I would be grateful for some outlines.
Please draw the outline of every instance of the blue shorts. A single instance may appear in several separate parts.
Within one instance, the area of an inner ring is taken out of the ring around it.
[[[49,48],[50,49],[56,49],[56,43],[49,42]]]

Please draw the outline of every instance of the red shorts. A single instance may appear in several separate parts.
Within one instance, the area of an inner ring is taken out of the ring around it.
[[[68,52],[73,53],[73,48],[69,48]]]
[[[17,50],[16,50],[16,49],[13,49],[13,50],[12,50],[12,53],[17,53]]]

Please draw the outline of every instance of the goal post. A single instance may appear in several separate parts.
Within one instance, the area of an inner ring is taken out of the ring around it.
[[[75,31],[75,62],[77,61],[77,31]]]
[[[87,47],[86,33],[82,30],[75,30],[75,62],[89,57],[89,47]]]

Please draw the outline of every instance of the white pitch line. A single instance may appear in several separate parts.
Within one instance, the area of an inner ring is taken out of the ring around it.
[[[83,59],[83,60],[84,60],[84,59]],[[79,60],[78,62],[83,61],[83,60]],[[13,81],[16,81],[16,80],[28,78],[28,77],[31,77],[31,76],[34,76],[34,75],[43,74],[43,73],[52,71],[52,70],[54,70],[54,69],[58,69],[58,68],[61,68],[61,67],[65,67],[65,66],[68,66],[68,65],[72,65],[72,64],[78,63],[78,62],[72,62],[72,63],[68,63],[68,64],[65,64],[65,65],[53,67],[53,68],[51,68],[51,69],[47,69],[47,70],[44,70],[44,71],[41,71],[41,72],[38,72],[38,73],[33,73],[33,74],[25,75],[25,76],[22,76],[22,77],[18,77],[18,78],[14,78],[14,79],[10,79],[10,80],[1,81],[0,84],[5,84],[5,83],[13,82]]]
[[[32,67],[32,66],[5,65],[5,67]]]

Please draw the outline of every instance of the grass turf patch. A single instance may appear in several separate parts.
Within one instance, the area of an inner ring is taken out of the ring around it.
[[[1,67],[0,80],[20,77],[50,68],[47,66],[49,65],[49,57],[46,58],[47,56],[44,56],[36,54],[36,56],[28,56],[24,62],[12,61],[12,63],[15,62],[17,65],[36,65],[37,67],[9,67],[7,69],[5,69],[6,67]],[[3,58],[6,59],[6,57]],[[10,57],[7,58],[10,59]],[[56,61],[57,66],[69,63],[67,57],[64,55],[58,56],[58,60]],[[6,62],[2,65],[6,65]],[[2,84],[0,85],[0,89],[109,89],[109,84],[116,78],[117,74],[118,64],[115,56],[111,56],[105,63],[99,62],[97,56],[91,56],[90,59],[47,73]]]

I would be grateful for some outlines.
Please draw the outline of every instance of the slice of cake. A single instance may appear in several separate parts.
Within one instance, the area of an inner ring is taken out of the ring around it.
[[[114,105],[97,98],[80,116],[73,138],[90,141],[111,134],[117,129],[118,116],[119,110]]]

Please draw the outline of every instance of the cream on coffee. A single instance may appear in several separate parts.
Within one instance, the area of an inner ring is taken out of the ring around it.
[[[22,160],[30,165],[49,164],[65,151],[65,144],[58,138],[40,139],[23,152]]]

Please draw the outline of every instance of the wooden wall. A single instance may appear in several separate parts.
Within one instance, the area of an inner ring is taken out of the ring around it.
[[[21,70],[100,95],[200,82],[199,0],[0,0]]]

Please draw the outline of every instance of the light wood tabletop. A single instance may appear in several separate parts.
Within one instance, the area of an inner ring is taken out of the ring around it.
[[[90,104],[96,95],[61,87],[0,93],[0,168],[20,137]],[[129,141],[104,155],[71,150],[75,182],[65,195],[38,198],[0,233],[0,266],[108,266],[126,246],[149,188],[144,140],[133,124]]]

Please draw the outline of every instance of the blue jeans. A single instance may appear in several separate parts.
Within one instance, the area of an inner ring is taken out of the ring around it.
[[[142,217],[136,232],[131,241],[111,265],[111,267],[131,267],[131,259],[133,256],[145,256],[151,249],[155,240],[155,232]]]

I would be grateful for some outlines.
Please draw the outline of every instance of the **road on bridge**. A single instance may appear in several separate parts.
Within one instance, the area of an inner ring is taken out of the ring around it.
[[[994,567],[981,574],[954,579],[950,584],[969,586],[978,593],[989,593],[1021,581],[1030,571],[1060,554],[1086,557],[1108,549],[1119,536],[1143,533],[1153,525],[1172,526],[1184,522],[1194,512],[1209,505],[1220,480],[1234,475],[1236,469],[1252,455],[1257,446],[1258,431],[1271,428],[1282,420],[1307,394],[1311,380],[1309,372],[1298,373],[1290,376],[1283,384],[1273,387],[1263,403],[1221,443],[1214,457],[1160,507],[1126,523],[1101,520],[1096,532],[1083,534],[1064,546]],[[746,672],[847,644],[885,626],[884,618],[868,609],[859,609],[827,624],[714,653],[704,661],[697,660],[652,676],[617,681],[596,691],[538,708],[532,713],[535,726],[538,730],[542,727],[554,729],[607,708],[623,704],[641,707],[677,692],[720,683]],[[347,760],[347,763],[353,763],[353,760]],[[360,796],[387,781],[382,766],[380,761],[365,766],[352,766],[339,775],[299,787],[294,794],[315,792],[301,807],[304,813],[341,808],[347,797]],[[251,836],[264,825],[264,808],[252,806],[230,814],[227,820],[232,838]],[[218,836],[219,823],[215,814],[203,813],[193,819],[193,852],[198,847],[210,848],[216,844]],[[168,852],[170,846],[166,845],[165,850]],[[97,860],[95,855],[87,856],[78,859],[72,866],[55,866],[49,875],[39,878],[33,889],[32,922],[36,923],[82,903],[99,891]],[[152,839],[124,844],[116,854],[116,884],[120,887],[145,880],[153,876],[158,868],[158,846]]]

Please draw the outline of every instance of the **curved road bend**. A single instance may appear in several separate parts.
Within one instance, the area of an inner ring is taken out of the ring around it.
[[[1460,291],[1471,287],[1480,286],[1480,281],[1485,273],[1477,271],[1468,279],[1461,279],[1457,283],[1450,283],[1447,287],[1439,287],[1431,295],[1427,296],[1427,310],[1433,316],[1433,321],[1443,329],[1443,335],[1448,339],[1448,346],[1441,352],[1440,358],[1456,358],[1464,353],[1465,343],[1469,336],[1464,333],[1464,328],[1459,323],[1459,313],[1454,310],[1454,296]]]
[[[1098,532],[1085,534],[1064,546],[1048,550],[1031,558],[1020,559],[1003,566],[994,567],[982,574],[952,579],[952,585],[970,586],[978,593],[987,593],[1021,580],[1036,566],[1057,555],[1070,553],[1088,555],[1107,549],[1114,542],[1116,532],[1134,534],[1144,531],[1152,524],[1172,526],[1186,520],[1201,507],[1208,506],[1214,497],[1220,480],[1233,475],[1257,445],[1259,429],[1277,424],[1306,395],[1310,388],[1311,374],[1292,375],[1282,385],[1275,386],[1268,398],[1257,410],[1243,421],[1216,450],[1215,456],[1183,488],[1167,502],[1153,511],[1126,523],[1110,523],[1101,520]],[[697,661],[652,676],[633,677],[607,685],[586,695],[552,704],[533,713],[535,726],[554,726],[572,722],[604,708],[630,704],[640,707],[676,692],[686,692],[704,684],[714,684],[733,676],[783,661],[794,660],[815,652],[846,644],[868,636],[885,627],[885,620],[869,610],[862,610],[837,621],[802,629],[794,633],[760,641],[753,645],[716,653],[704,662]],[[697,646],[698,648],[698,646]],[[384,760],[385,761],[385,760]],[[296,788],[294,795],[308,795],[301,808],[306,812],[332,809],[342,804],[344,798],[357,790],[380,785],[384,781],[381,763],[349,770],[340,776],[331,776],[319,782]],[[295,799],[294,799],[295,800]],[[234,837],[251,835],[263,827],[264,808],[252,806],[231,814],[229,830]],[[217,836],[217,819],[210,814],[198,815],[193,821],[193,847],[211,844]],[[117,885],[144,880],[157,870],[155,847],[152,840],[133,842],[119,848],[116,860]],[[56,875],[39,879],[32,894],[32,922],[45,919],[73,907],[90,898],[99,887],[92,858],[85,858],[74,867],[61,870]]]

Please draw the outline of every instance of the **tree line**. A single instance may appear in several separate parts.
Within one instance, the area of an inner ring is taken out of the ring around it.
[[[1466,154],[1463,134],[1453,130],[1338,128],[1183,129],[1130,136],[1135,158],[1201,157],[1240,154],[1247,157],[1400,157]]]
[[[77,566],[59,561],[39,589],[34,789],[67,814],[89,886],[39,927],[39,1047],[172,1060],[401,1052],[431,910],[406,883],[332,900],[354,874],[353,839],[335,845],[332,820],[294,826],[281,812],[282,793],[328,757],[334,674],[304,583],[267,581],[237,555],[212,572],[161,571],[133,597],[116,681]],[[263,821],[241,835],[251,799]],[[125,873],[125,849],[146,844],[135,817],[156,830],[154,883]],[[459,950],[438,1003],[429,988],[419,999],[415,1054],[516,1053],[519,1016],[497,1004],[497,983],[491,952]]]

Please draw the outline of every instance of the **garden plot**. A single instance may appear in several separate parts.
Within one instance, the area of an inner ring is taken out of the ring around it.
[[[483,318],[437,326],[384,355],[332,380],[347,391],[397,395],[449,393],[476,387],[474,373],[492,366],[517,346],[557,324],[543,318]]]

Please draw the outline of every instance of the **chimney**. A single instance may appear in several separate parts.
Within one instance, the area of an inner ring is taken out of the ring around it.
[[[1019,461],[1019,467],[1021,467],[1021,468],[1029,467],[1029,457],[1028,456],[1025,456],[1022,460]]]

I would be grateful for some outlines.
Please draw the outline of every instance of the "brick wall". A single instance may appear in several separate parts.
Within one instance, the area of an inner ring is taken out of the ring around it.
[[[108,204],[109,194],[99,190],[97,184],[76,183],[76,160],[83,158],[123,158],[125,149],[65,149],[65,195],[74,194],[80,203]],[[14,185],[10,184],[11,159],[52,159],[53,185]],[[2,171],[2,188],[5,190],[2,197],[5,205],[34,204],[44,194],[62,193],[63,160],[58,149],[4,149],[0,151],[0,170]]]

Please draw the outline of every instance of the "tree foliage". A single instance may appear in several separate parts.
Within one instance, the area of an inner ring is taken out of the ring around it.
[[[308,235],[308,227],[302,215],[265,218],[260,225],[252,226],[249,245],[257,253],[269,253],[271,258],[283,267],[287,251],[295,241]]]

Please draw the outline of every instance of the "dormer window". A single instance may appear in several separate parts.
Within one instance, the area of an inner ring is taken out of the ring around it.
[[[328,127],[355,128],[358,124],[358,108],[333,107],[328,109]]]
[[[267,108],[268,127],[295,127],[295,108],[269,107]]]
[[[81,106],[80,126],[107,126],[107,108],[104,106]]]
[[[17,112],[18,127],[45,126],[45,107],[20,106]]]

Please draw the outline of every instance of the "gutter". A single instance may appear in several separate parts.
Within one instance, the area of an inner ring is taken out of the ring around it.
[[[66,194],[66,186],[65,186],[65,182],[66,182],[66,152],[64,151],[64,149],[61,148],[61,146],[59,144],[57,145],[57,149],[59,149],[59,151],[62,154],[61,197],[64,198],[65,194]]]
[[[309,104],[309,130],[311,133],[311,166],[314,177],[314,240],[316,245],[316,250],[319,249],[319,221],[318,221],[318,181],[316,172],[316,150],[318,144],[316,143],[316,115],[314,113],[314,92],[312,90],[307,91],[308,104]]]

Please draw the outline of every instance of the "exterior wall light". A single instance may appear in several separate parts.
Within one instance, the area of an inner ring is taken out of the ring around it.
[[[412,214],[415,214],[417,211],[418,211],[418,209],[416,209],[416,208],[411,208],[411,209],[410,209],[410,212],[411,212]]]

§ Task to complete
Retype every line of the listing, word for word, from its opening line to the line that holds "Please draw the outline of every instance of the goal", and include that last line too.

§ Task response
I would be grateful for some outlines.
Please draw the outline of every instance of the blue shorts. A single instance may appear in several separate parts.
Within one instance, the area of an inner ring is taken out of the ring around it.
[[[49,48],[50,49],[56,49],[56,43],[49,42]]]

Please draw the outline of every instance of the red shorts. A single instance may appear in several separate parts.
Within one instance, the area of an inner ring is taken out of the ring around it.
[[[68,52],[73,53],[73,48],[69,48]]]
[[[17,50],[16,50],[16,49],[13,49],[13,50],[12,50],[12,53],[17,53]]]

Please draw the outline of every instance of the goal post. A single instance may appear in several separate parts.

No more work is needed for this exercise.